Region pointing data:
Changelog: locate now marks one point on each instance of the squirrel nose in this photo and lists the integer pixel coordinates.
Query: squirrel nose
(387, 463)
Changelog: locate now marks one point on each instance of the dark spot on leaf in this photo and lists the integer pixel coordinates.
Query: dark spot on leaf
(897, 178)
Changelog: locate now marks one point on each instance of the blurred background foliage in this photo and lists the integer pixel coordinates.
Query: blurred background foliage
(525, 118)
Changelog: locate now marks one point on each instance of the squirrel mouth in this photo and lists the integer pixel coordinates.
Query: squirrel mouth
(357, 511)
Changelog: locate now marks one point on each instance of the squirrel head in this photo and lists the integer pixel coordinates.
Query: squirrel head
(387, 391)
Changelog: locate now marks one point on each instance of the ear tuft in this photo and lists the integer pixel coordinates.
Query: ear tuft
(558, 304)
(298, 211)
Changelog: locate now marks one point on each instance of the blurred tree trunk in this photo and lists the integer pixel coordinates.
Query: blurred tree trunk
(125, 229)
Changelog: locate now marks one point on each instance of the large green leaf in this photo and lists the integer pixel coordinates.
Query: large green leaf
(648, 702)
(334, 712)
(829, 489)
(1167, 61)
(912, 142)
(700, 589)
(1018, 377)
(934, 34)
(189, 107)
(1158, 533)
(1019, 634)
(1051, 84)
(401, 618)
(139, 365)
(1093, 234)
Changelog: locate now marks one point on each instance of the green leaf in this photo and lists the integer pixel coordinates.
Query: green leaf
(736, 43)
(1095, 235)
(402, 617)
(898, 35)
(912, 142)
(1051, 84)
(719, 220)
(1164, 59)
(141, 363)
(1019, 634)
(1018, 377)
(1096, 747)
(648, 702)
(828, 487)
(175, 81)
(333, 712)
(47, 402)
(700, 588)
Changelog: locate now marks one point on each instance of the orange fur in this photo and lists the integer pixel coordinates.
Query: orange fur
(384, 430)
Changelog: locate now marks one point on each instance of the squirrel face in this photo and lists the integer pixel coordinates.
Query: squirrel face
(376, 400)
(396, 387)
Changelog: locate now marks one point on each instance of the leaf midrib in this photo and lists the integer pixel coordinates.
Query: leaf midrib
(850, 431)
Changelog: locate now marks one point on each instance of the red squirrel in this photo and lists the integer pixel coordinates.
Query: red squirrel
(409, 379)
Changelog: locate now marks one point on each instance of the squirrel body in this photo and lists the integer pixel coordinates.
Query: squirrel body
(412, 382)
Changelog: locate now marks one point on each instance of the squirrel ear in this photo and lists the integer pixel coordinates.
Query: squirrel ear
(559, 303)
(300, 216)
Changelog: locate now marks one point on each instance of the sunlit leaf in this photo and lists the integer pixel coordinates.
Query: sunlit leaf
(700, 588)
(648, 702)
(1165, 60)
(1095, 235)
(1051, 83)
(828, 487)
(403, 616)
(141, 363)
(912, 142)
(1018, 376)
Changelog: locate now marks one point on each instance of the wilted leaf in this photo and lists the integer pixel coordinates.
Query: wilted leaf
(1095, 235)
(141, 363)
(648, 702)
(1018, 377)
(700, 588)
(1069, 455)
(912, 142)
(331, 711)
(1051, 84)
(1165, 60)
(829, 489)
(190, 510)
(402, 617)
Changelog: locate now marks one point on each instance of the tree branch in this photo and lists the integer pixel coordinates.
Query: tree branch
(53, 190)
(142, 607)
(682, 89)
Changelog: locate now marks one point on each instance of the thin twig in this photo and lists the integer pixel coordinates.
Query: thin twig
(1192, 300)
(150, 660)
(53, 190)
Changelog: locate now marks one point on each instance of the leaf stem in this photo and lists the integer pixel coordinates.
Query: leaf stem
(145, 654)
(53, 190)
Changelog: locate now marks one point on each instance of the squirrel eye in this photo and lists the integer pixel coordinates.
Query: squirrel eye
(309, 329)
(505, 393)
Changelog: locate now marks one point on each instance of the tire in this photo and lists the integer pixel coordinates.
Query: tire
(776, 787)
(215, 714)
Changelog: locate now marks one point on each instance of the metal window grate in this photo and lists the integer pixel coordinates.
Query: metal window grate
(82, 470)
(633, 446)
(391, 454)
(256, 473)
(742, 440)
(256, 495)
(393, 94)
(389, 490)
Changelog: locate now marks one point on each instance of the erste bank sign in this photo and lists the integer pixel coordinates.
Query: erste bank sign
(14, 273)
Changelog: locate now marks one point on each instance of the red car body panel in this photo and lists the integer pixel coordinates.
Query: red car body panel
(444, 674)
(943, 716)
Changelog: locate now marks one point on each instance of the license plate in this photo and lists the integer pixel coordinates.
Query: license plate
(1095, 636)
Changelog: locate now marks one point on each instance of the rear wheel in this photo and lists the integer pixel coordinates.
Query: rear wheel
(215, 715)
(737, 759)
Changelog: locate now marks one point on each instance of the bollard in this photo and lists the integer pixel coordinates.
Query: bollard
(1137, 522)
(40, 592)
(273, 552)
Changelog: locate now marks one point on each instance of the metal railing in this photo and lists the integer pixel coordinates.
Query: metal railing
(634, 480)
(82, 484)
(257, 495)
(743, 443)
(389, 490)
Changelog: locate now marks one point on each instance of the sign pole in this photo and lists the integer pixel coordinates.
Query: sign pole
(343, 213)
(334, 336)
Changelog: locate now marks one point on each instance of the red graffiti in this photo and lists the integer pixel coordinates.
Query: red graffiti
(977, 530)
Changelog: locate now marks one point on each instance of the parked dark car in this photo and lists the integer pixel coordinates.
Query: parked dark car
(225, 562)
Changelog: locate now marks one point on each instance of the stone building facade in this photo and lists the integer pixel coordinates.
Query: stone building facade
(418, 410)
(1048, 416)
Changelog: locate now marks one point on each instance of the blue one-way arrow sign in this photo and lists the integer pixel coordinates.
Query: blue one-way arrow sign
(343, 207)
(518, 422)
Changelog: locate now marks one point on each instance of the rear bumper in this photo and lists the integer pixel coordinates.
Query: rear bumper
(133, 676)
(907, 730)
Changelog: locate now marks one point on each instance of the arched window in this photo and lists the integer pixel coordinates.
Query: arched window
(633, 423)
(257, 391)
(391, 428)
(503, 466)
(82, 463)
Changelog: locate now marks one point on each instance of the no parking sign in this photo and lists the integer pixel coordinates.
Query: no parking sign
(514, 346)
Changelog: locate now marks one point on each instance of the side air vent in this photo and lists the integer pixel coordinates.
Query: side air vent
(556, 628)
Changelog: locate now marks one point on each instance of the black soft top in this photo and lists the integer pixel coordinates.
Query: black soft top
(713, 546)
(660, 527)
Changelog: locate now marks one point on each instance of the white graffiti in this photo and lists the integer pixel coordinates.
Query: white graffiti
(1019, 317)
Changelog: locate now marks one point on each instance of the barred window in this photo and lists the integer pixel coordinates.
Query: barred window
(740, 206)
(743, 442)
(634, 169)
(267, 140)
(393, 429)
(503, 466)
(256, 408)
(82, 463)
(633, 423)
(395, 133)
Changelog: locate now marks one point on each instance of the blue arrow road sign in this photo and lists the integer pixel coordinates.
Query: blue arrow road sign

● Exercise details
Once you have read the records above, please copy them out exactly.

● Expected output
Changelog: locate now marks one point on each instance of the squirrel nose in this photo and lists the integer pixel coordinates.
Query: squirrel nose
(387, 463)
Changelog: locate now marks one point on each instance of the dark spot on leaf in this photo and lists the integer pixel coordinates.
Query: dark spot on leaf
(897, 178)
Changelog: locate now marks one point on each instance of the blurred background foliage in this photo and lists the integer pixel coordinates.
Query: blurred background foliage
(525, 118)
Changelog: locate now marks one point on each instance of the squirrel mouth in this photo and lists the integer pixel coordinates.
Query: squirrel mouth
(357, 511)
Changelog: locate now marks one point on each instance of the squirrel head in this photo and lists the integer pixel coordinates.
Query: squirrel head
(387, 391)
Changelog: locate now marks one point on each instance of the ear tuft in this photo and lists the integer pixel coordinates.
Query: ear tuft
(558, 304)
(298, 211)
Changelog: locate now marks one point on each instance of the blurred tree trunk in this photo and lists the integer pixel coordinates.
Query: blurred tree trunk
(125, 229)
Changelog: locate now marks one point on each instance of the large green leaf in this photo and lists the integer pixel coordinates.
Query: large green leaf
(648, 702)
(334, 712)
(829, 489)
(1167, 61)
(912, 142)
(700, 589)
(1018, 377)
(934, 34)
(189, 107)
(1158, 533)
(1019, 634)
(1051, 84)
(401, 618)
(139, 365)
(1093, 234)
Changelog: locate now marks one point on each instance of the green leaf in this photo and lists the integer pixel coordinates.
Query: green leaf
(736, 43)
(1095, 235)
(402, 617)
(898, 35)
(912, 142)
(1051, 84)
(719, 220)
(1164, 59)
(141, 363)
(1019, 634)
(1018, 377)
(1096, 747)
(648, 702)
(828, 487)
(175, 81)
(333, 712)
(47, 402)
(700, 588)
Changelog: locate now marks one point on each instance of the orange fur in this photo and lists the integer pixel coordinates.
Query: orange fur
(384, 430)
Changelog: locate now marks one point on each instance of the squirrel face in this photo and lists the integer pixel coordinates.
Query: squirrel face
(376, 400)
(396, 387)
Changelog: locate now marks one point on each instance of the leaf midrib in this photo and lists the integer pixel coordinates.
Query: leaf midrib
(850, 431)
Changelog: locate now marks one point on each instance of the red squirrel in this photo and lists the integer pixel coordinates.
Query: red squirrel
(409, 379)
Changelog: locate now marks one point on each instance of the squirrel body in this photo and lists the integer pixel coordinates.
Query: squirrel body
(412, 382)
Changelog: locate now marks one point on each instance of the squirrel ear in this photo and lists the integer pixel coordinates.
Query: squirrel ear
(559, 303)
(300, 216)
Changelog: locate now marks one point on each instance of the sunlit leaf in this photo and lists the integer pixel coordinates.
Query: sunlit leaf
(700, 588)
(648, 702)
(1165, 60)
(1095, 235)
(1051, 83)
(828, 487)
(403, 616)
(141, 363)
(912, 142)
(1018, 376)
Changelog: locate now marks one point on each instance of the wilted leaf in this photo and lists the integer pixel coordinates.
Query: wilted leaf
(1095, 235)
(141, 363)
(648, 702)
(1018, 377)
(700, 588)
(1069, 455)
(912, 142)
(331, 711)
(1051, 84)
(1165, 60)
(829, 489)
(190, 510)
(402, 617)
Changelog: locate now marks one point on each instance of the tree branch in this photo and lists the integer pixel coordinates.
Query: tree branch
(53, 190)
(142, 607)
(682, 89)
Changelog: locate now marks one point on each instance of the thin twig in this photo and lists the integer pixel coordinates.
Query: thin twig
(1192, 300)
(150, 660)
(53, 190)
Changelog: locate now marks one point on each instance of the leaf stem in this photo and lists the integer pixel coordinates.
Query: leaf stem
(145, 654)
(53, 190)
Changelog: locate now marks one point on each instance of the squirrel eye in this photo and lists the integer pixel coordinates.
Query: squirrel eye
(309, 329)
(505, 393)
Changelog: locate now marks one point on each instance of the tire in this photo and lists the integer pixel coordinates.
Query: tire
(776, 787)
(215, 714)
Changelog: locate now marks one point on each instance of the metal window grate in this photo and lists the integer pixel coordinates.
Query: metal window grate
(82, 470)
(633, 446)
(391, 454)
(256, 473)
(742, 440)
(256, 495)
(393, 94)
(389, 490)
Changelog: locate now marks one point on each instance of the erste bank sign in this photo and lists the integer pixel coordinates.
Query: erste bank sign
(14, 273)
Changelog: locate now marks one point on each instance of the red car body panel in this photo and lists the integer pixel coordinates.
Query: red car body panel
(444, 674)
(943, 716)
Changelog: locate now marks one point on each instance of the license plate in this photo and lists the integer pixel coordinates.
Query: license plate
(1095, 636)
Changelog: locate now marks one point on each instance of the rear wheel in this photo and lists the integer pixel coordinates.
Query: rear wheel
(215, 715)
(737, 759)
Changelog: locate now marks one point on each instance of the bollard in this photo and lists the integer pixel coordinates.
Query: bollard
(1137, 522)
(40, 592)
(273, 552)
Changelog: locate now marks one point on each instance of the metal railing in this photo and lists the integer pixel coordinates.
Query: metal railing
(634, 480)
(82, 484)
(257, 495)
(743, 443)
(389, 490)
Changelog: locate now marks one point on each instance of the sign pole in this photo and lists the integer pixel coordinates.
Query: sign pole
(343, 213)
(334, 336)
Changelog: locate now marks one point on each instance of the red graffiti in this photo and lists the integer pixel coordinates.
Query: red graffiti
(977, 530)
Changelog: locate now marks one point on each instance of the parked dark car in this photo and lists the integer pixel coordinates.
Query: parked dark car
(225, 562)
Changelog: locate now marks one point on each instance of the stone building facade in this photo and lists the integer pixel coordinates.
Query: stone building facade
(418, 410)
(1048, 416)
Changelog: locate now marks one point on each instance of the blue one-way arrow sign in this photo and lists the integer pixel coordinates.
Query: blue one-way arrow sign
(343, 207)
(518, 422)
Changelog: locate now marks one point on each instance of the rear bumper in this photo and lists the integer pixel coordinates.
Query: rear bumper
(133, 676)
(907, 730)
Changelog: locate now marks one point on each instance of the arched window in this photo and lists the integer pixel coordinates.
Query: arched window
(633, 423)
(257, 391)
(391, 428)
(503, 466)
(82, 463)
Changelog: locate now marks one point on each instance of the no parking sign in this photo and lists the integer pixel coordinates.
Query: no parking sign
(514, 346)
Changelog: locate now marks one point on each instance of the side air vent in this photo and lists the integer pixel coordinates.
Query: side air vent
(556, 628)
Changelog: locate now marks one point on each instance of the black soft top in this photo and lists the integer pixel coordinates.
Query: black soft top
(713, 546)
(660, 527)
Changelog: locate now marks one point on each instance of the white graffiti in this photo and lists the integer pixel coordinates.
Query: white graffiti
(1019, 317)
Changelog: locate now marks one point on each instance of the barred window in this photo and lists the integer pixel coordinates.
Query: barred window
(740, 206)
(743, 442)
(634, 169)
(267, 140)
(393, 429)
(503, 466)
(256, 408)
(82, 463)
(633, 423)
(395, 133)
Changelog: locate now marks one point on each instance of the blue arrow road sign in this photo and lists the integer pixel coordinates.
Query: blue arrow road sign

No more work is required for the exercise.